**Exercise brief:** Put the lines from the first one through the one containing "point(530, 356)" into a Markdown table with the columns Row and Line. Number each row and leave out any blank lines.

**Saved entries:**
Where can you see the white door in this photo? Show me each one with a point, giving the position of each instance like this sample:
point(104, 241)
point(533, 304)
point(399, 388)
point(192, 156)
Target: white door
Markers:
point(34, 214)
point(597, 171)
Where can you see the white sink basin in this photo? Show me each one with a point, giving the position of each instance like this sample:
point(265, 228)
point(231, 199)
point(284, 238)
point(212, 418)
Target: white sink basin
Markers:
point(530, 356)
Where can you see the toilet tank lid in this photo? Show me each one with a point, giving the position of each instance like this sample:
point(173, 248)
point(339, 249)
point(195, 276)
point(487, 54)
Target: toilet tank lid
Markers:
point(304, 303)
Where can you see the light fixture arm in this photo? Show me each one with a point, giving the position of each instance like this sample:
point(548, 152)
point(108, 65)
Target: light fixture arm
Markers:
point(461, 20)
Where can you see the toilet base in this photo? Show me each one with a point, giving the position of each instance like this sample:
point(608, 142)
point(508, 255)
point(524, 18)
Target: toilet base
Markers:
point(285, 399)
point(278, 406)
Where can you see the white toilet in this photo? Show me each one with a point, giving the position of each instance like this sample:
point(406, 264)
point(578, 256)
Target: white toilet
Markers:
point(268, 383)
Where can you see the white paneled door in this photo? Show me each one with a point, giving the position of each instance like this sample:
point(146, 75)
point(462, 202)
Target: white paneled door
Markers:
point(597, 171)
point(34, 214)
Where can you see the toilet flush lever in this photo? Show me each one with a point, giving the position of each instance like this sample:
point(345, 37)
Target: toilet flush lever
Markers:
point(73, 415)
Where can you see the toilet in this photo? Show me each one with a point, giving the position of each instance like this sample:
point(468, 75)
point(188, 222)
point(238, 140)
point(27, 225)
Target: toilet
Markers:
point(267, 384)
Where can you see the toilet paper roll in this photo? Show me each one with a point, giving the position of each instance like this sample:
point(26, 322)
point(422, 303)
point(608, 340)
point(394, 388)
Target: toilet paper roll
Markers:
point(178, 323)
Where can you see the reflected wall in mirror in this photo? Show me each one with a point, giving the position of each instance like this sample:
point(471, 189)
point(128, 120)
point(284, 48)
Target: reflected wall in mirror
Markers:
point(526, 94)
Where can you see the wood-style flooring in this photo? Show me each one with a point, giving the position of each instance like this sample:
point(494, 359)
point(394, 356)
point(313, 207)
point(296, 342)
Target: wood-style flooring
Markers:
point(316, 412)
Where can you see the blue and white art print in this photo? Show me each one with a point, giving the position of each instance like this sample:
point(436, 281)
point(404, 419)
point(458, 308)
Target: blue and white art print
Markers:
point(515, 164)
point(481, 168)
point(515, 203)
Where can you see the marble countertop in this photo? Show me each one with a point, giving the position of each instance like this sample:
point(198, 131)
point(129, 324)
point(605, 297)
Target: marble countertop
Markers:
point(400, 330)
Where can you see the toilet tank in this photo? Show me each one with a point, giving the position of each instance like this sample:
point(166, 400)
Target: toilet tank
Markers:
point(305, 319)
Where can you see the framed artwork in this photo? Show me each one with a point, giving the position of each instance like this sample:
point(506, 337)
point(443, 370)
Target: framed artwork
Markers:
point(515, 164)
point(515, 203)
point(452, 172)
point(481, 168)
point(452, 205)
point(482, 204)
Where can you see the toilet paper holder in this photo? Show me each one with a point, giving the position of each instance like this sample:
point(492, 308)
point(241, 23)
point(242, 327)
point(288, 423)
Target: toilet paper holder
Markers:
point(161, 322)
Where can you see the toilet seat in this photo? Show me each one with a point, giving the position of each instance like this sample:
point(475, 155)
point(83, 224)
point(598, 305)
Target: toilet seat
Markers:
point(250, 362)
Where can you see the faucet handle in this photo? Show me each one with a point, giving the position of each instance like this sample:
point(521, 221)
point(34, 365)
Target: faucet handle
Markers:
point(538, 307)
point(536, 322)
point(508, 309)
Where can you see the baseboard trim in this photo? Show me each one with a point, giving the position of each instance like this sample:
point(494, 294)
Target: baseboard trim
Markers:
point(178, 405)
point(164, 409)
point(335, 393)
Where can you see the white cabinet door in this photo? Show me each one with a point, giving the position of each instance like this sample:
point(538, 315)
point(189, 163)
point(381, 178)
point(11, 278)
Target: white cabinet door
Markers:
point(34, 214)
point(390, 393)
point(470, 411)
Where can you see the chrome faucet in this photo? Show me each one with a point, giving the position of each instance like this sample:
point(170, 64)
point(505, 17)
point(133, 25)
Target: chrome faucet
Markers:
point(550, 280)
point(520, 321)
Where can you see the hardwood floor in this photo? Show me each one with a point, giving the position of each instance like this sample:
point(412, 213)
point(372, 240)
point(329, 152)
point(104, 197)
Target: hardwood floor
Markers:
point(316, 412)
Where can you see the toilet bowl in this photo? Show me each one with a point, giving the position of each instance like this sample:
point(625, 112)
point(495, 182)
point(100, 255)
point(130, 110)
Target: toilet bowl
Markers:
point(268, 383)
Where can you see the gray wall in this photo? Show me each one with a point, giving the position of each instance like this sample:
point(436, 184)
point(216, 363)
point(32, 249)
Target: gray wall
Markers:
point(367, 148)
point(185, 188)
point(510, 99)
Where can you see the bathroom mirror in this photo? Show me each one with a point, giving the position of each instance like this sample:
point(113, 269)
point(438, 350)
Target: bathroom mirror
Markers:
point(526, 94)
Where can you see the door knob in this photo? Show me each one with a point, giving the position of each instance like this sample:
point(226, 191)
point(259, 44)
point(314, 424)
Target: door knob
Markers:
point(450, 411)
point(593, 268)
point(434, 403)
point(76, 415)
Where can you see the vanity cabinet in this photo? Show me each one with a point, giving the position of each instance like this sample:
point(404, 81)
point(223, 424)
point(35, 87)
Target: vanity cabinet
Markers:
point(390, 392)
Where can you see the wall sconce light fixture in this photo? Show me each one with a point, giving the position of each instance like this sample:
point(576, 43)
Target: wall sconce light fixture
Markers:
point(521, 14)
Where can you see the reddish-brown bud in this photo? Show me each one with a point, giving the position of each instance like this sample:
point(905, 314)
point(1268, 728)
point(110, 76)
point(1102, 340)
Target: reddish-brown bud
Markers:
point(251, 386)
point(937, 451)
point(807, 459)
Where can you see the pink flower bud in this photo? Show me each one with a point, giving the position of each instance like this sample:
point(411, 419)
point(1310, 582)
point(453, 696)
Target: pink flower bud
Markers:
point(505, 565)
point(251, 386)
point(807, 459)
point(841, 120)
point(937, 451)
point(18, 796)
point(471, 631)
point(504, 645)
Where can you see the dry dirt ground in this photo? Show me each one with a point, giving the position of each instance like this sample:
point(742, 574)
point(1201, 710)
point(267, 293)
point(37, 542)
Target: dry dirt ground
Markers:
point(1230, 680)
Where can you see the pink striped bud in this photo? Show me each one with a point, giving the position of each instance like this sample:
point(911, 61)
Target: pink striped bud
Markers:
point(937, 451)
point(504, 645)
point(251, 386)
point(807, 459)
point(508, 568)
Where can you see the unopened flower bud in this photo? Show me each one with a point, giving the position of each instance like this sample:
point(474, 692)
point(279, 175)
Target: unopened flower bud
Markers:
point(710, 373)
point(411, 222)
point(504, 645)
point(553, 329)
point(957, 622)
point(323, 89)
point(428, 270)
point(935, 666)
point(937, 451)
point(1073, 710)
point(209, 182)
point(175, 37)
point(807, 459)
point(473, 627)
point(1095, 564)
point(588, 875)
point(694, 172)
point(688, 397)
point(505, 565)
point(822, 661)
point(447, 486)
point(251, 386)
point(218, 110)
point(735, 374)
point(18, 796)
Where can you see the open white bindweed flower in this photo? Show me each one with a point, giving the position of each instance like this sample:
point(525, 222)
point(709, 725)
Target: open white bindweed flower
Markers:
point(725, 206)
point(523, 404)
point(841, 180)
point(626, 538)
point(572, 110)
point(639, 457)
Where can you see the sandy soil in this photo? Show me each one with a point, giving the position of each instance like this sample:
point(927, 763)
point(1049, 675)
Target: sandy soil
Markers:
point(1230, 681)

**Reply to the exercise:**
| Row | Line |
|---|---|
| 1 | Where can you see the white door in this photo? Show me each one with a point, giving the position of each instance like this sample: |
| 2 | point(104, 241) |
| 3 | point(533, 304) |
| 4 | point(399, 388) |
| 5 | point(192, 156) |
| 6 | Target: white door |
| 7 | Markers: |
| 8 | point(34, 214) |
| 9 | point(597, 171) |
| 10 | Where can you see the white sink basin in this photo? Show me each one with a point, giving the position of each instance like this sample: |
| 11 | point(265, 228) |
| 12 | point(231, 199) |
| 13 | point(284, 238) |
| 14 | point(212, 418) |
| 15 | Target: white sink basin |
| 16 | Markers: |
| 17 | point(530, 356) |